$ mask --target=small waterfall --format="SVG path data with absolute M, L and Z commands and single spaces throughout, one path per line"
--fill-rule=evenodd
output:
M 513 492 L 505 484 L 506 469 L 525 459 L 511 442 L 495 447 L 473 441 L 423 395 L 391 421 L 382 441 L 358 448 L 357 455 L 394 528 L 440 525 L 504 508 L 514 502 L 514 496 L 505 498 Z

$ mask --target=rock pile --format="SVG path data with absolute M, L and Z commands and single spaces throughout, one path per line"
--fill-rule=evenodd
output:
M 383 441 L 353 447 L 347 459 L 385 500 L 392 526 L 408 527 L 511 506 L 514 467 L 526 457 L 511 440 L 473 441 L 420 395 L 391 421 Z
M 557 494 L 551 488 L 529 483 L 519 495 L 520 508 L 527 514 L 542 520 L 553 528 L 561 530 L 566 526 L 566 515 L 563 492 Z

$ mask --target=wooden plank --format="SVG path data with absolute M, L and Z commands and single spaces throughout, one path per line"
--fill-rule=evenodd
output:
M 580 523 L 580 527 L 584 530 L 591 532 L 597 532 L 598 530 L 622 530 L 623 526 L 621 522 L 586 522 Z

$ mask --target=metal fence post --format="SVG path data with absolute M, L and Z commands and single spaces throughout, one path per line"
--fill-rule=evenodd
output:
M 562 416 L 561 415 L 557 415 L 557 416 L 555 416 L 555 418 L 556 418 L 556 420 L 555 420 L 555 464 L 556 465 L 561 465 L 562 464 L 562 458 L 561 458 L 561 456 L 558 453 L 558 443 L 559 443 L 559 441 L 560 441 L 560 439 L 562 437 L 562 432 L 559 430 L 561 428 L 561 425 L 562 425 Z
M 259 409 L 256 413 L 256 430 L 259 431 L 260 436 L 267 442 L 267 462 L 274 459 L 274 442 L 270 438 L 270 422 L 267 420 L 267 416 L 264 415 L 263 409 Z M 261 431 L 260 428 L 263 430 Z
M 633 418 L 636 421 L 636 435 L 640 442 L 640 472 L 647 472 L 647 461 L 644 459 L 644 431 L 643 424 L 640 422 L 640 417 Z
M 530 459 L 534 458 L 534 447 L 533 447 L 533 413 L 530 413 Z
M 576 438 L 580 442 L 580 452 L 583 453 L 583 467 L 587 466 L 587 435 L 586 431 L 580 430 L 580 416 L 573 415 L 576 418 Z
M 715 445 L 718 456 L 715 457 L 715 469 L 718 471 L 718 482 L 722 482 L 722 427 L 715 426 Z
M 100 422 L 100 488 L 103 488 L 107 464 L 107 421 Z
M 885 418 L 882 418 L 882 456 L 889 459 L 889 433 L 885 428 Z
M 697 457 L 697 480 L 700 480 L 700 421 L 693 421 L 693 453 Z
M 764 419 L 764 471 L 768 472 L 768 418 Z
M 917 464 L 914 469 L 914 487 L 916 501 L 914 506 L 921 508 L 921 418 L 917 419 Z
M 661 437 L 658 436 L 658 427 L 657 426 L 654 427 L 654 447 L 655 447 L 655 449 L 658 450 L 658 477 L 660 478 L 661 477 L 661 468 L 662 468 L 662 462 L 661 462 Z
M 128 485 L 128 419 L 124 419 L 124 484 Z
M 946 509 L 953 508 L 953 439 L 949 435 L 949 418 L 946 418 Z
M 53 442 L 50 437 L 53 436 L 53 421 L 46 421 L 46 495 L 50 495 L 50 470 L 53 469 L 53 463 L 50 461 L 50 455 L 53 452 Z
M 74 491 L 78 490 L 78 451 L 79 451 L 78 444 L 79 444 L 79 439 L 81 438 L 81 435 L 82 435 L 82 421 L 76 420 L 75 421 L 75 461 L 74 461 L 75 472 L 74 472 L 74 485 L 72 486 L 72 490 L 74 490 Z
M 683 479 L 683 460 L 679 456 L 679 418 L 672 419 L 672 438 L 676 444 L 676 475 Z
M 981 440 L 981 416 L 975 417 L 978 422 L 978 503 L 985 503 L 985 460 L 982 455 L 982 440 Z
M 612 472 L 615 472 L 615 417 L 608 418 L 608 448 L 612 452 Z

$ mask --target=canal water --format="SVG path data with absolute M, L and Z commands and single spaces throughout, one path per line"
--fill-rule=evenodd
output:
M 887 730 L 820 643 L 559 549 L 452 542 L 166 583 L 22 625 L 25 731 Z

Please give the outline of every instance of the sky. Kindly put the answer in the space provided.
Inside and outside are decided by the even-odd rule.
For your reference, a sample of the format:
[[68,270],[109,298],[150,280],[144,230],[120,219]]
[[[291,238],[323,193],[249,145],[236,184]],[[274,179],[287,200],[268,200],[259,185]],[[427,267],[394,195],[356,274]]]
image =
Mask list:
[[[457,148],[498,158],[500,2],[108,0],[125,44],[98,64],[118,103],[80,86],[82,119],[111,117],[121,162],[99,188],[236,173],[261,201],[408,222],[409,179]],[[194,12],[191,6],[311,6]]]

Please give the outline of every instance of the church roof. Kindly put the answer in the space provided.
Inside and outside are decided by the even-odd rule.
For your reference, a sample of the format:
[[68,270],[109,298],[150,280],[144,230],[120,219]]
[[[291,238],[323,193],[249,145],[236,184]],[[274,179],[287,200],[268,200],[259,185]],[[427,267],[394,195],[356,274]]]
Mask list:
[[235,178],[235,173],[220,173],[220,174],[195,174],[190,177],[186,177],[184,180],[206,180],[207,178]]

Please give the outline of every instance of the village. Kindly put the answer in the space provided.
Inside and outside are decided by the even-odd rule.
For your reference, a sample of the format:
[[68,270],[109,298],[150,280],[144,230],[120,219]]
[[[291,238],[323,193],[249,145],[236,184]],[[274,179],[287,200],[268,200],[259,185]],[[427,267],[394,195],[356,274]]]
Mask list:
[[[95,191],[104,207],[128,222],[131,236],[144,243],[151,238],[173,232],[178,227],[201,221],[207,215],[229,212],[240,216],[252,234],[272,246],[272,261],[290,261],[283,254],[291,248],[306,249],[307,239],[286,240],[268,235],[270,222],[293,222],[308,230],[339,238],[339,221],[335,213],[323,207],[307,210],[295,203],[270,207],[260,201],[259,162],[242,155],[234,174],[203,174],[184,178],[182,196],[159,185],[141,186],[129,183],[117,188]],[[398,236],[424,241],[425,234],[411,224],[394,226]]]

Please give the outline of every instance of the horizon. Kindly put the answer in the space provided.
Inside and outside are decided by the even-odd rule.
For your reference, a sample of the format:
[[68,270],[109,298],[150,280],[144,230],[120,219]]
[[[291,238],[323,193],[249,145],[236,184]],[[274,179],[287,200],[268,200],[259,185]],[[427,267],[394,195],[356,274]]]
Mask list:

+===+

What you need to do
Output the entire listing exactly as written.

Written answer
$ mask --target=small waterfall --format="SVG path data with absolute M, L and Z commands and single spaces throughout, one path per line"
--fill-rule=evenodd
output:
M 513 492 L 505 484 L 506 469 L 525 459 L 511 442 L 495 447 L 473 441 L 423 395 L 391 421 L 382 441 L 358 448 L 357 455 L 394 528 L 440 525 L 504 508 L 514 502 L 514 496 L 505 498 Z

$ mask --target=rock pile --format="SVG path data with absolute M, L and Z commands and single spaces throughout, one path per line"
--fill-rule=evenodd
output:
M 383 441 L 353 447 L 347 459 L 385 500 L 392 526 L 408 527 L 511 506 L 514 467 L 526 457 L 511 440 L 473 441 L 420 395 L 391 421 Z
M 557 494 L 551 488 L 529 483 L 519 495 L 520 508 L 527 514 L 542 520 L 553 528 L 561 530 L 566 526 L 566 515 L 563 492 Z

$ mask --target=wooden plank --format="SVG path data with absolute M, L and Z commands and single spaces throughout, one path per line"
--fill-rule=evenodd
output:
M 580 523 L 580 527 L 584 530 L 591 532 L 597 532 L 598 530 L 622 530 L 623 526 L 621 522 L 586 522 Z

$ mask --target=metal fence post --format="SVG path data with absolute M, L and Z commands and single spaces throughout, one path per line"
--fill-rule=evenodd
output:
M 562 416 L 561 415 L 557 415 L 557 416 L 555 416 L 555 418 L 556 418 L 556 420 L 555 420 L 555 464 L 556 465 L 561 465 L 562 464 L 562 458 L 561 458 L 561 456 L 558 453 L 558 443 L 559 443 L 559 441 L 560 441 L 560 439 L 562 437 L 562 432 L 559 430 L 561 428 L 561 425 L 562 425 Z
M 259 409 L 256 413 L 256 430 L 259 431 L 260 436 L 267 442 L 267 462 L 274 459 L 274 442 L 270 438 L 270 422 L 267 420 L 267 416 L 264 415 L 263 409 Z M 261 431 L 260 428 L 263 430 Z
M 633 418 L 636 421 L 636 435 L 640 442 L 640 472 L 647 472 L 647 461 L 644 459 L 644 431 L 643 424 L 640 422 L 640 417 Z
M 530 459 L 534 458 L 534 447 L 533 447 L 533 413 L 530 413 Z
M 576 438 L 580 442 L 580 452 L 583 453 L 583 467 L 587 466 L 587 435 L 586 431 L 580 430 L 580 416 L 573 415 L 576 418 Z
M 715 445 L 718 456 L 715 457 L 715 469 L 718 471 L 718 482 L 722 482 L 722 427 L 715 426 Z
M 100 422 L 100 488 L 103 488 L 107 464 L 107 421 Z
M 885 418 L 882 418 L 882 456 L 889 459 L 889 433 L 885 428 Z
M 697 457 L 697 480 L 700 480 L 700 421 L 693 421 L 693 453 Z
M 764 419 L 764 471 L 768 472 L 768 418 Z
M 917 464 L 914 469 L 914 487 L 916 501 L 914 506 L 921 508 L 921 418 L 917 419 Z
M 661 437 L 658 436 L 658 427 L 657 426 L 654 427 L 654 447 L 655 447 L 655 449 L 658 450 L 658 477 L 660 478 L 661 477 L 661 468 L 662 468 L 662 462 L 661 462 Z
M 128 485 L 128 419 L 124 419 L 124 484 Z
M 946 509 L 953 508 L 953 439 L 949 435 L 949 418 L 946 418 Z
M 53 442 L 50 437 L 53 436 L 53 421 L 46 421 L 46 495 L 50 495 L 50 470 L 53 469 L 53 463 L 50 461 L 50 455 L 53 452 Z
M 74 491 L 78 490 L 78 451 L 79 451 L 78 444 L 79 444 L 79 439 L 81 438 L 81 435 L 82 435 L 82 421 L 76 420 L 75 421 L 75 461 L 74 461 L 75 472 L 74 472 L 74 485 L 72 486 L 72 490 L 74 490 Z
M 683 479 L 683 460 L 679 456 L 679 418 L 672 419 L 672 438 L 676 444 L 676 475 Z
M 981 440 L 981 416 L 975 417 L 978 422 L 978 503 L 985 503 L 985 460 L 982 455 L 982 440 Z
M 612 472 L 615 472 L 615 417 L 608 418 L 608 448 L 612 452 Z

$ mask --target=canal water --format="SVG path data with absolute M, L and Z commands and single spaces throughout, one path per line"
--fill-rule=evenodd
output:
M 887 730 L 820 643 L 559 549 L 452 542 L 166 583 L 22 625 L 25 731 Z

Please give the outline of every instance of the sky. Kindly put the answer in the space provided.
Inside and outside are decided by the even-odd rule.
For your reference, a sample of the format:
[[68,270],[109,298],[150,280],[144,230],[120,219]]
[[[291,238],[323,193],[249,145],[236,184]],[[274,179],[287,200],[268,200],[259,185]],[[427,267],[394,195],[356,274]]]
image =
Mask list:
[[[457,148],[498,158],[500,2],[108,0],[125,44],[98,64],[118,103],[80,86],[82,119],[111,117],[121,162],[99,188],[236,173],[261,201],[408,222],[409,179]],[[194,12],[191,6],[311,6]]]

Please give the outline of every instance of the church roof. Kindly put the answer in the space provided.
Inside and outside are decided by the even-odd rule.
For your reference, a sample of the format:
[[68,270],[109,298],[150,280],[144,230],[120,219]]
[[[291,238],[323,193],[249,145],[236,184]],[[274,179],[287,200],[268,200],[259,185]],[[427,267],[394,195],[356,274]]]
Mask list:
[[235,178],[235,173],[220,173],[220,174],[195,174],[190,177],[186,177],[184,180],[206,180],[207,178]]

Please give the outline of every instance of the village. Kindly put the answer in the space provided.
Inside and outside are decided by the even-odd rule.
For your reference, a sample of the format:
[[68,270],[109,298],[150,280],[144,230],[120,219]]
[[[291,238],[323,193],[249,145],[236,184]],[[274,179],[287,200],[268,200],[259,185]],[[427,267],[394,195],[356,274]]]
Mask list:
[[[95,191],[104,207],[128,222],[131,236],[144,243],[151,238],[173,232],[178,227],[201,221],[207,215],[229,212],[240,216],[252,234],[272,246],[272,261],[290,261],[283,254],[291,248],[306,249],[307,239],[286,240],[268,235],[270,222],[293,222],[308,230],[339,238],[339,221],[335,213],[323,207],[307,210],[295,203],[270,207],[260,201],[259,162],[242,155],[234,174],[203,174],[184,178],[182,196],[159,185],[141,186],[129,183],[117,188]],[[398,236],[424,241],[425,234],[411,224],[394,226]]]

Please give the outline of every instance of the horizon. Kindly put the answer in the space provided.
Inside and outside are decided by the even-odd rule.
For your reference, a sample of the format:
[[68,270],[109,298],[150,280],[144,230],[120,219]]
[[[291,238],[323,193],[249,145],[236,184]],[[274,179],[287,200],[268,200],[259,185]],[[427,267],[394,195],[356,274]]]
Mask list:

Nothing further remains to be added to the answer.